▸ ITEMS

——

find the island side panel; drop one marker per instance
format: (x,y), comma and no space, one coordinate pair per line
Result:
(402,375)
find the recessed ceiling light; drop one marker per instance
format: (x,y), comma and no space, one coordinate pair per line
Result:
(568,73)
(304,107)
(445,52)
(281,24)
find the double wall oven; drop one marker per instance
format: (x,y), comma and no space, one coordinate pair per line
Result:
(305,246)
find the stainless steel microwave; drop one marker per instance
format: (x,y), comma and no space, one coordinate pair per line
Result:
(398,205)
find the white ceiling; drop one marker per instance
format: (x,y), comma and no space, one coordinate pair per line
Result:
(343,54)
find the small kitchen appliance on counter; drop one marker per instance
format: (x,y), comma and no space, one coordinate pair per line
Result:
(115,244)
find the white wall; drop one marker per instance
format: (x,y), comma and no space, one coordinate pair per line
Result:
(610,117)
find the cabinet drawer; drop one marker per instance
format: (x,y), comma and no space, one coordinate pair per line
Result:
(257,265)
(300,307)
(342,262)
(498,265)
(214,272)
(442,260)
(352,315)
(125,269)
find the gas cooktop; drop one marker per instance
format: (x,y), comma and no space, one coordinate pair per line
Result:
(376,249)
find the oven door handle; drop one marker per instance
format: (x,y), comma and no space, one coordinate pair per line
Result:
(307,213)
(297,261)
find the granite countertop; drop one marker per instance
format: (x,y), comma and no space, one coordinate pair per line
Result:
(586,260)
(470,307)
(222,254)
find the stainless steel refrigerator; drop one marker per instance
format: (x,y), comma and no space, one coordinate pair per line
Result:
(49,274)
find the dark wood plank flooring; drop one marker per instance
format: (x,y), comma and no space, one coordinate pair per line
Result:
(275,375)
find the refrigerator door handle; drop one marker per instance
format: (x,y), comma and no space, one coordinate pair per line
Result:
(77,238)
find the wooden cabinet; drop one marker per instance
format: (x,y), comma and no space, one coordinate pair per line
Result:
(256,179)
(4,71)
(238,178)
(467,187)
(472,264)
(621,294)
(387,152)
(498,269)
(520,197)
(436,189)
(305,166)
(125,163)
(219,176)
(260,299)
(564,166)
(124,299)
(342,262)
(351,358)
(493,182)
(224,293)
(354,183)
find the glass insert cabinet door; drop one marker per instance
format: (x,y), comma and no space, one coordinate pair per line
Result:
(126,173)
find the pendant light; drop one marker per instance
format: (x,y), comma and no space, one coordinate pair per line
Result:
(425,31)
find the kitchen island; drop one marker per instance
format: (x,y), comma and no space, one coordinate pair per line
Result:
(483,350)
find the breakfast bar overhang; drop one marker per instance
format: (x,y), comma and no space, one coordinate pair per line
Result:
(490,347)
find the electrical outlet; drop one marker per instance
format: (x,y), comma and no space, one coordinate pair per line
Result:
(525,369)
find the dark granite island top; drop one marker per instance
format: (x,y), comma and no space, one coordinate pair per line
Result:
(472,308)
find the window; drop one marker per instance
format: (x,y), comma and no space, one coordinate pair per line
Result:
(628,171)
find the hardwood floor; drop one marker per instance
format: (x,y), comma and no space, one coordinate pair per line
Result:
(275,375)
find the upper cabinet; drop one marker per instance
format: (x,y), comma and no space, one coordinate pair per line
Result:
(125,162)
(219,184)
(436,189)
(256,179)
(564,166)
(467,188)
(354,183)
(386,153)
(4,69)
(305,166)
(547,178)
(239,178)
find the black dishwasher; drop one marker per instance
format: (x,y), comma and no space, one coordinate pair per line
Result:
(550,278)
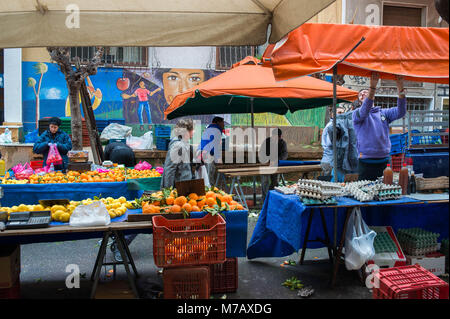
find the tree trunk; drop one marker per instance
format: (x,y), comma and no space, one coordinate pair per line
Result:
(75,123)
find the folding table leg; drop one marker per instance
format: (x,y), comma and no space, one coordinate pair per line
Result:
(337,257)
(327,238)
(98,260)
(306,239)
(127,250)
(98,263)
(121,245)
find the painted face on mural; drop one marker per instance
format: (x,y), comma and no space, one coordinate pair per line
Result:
(177,81)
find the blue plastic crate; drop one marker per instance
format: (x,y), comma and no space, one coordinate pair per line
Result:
(162,131)
(430,163)
(118,121)
(162,143)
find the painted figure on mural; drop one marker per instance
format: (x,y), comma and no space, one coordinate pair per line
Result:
(142,94)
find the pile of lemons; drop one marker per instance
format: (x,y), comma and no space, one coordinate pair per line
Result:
(61,213)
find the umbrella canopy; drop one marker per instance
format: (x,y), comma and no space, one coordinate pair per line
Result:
(40,23)
(419,54)
(231,92)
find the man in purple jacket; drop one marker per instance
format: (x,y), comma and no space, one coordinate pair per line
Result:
(372,130)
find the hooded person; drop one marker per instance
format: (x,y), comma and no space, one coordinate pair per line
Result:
(178,165)
(53,135)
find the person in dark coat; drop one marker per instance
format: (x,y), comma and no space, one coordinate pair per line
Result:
(120,153)
(54,136)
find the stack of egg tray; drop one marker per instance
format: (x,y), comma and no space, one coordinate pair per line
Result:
(310,201)
(318,190)
(417,241)
(383,243)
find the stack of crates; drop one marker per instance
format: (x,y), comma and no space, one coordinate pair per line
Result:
(162,135)
(417,241)
(398,143)
(408,282)
(186,249)
(444,251)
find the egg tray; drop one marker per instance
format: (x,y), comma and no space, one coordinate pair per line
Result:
(286,190)
(314,202)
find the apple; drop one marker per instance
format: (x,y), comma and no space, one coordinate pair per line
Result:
(123,83)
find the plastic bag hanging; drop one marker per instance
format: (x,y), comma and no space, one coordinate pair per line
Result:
(358,241)
(53,156)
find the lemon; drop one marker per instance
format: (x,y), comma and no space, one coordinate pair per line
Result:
(64,217)
(57,215)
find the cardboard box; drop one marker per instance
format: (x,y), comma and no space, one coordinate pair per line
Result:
(434,262)
(114,289)
(9,265)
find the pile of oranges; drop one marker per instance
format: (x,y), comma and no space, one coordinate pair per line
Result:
(114,175)
(167,201)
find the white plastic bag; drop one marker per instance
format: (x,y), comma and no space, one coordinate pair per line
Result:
(144,142)
(202,172)
(5,138)
(115,131)
(94,214)
(358,241)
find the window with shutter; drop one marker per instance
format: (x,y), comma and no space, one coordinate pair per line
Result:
(229,55)
(114,56)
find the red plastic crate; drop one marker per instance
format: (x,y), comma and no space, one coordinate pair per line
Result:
(398,160)
(409,282)
(12,292)
(36,164)
(224,277)
(189,242)
(186,283)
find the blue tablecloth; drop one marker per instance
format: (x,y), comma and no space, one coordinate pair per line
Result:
(281,226)
(296,163)
(30,194)
(236,231)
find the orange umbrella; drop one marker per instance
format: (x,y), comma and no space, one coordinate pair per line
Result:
(419,54)
(251,87)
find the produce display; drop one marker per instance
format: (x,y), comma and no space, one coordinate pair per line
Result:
(168,201)
(112,175)
(61,213)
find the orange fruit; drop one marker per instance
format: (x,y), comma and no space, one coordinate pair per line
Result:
(187,207)
(192,202)
(211,201)
(193,196)
(180,201)
(170,200)
(201,203)
(211,194)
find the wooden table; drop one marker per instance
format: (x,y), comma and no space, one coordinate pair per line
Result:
(112,230)
(236,173)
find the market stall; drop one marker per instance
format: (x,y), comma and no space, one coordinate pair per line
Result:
(286,224)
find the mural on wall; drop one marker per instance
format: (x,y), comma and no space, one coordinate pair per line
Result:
(139,96)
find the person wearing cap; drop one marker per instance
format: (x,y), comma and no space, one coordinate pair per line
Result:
(371,125)
(54,136)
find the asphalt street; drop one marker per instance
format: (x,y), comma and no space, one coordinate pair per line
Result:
(44,269)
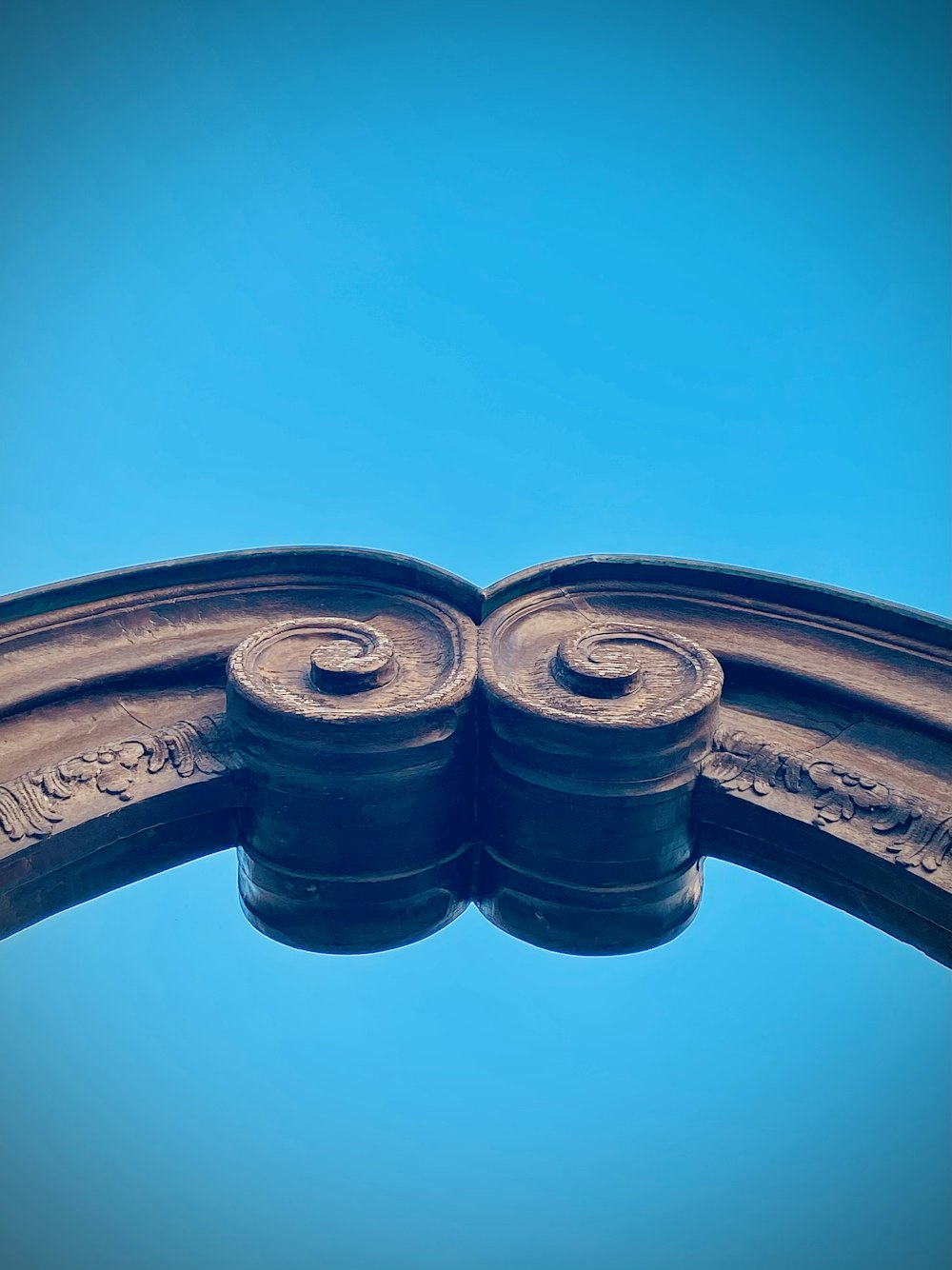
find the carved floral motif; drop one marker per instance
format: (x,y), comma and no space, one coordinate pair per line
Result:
(30,805)
(745,764)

——

▸ EXERCISE DETAILS
With the pictures left out, write out exactly the lines from the line containing "find the wooden table;" through the final line.

▸ FINAL RESULT
find the wooden table; drop one marker per instance
format: (x,y), comma and no space, one coordinate pair per line
Result:
(112,230)
(236,173)
find the market stall; drop one marker per instance
format: (x,y), comma and no space, one coordinate pair per line
Result:
(286,224)
find the mural on wall; drop one marker per instance
format: (x,y), comma and no space, one coordinate pair per line
Result:
(139,96)
find the person wearing cap; drop one marker per instance
format: (x,y), comma and no space, one coordinate pair per line
Result:
(371,125)
(54,136)
find the asphalt street; drop one marker per instance
format: (x,y), comma and no space, one coordinate pair per line
Result:
(44,269)
find the carved floral motif; drop one marker per instance
format: (x,y), comma and no space, one coordinate pair per line
Result:
(30,805)
(745,764)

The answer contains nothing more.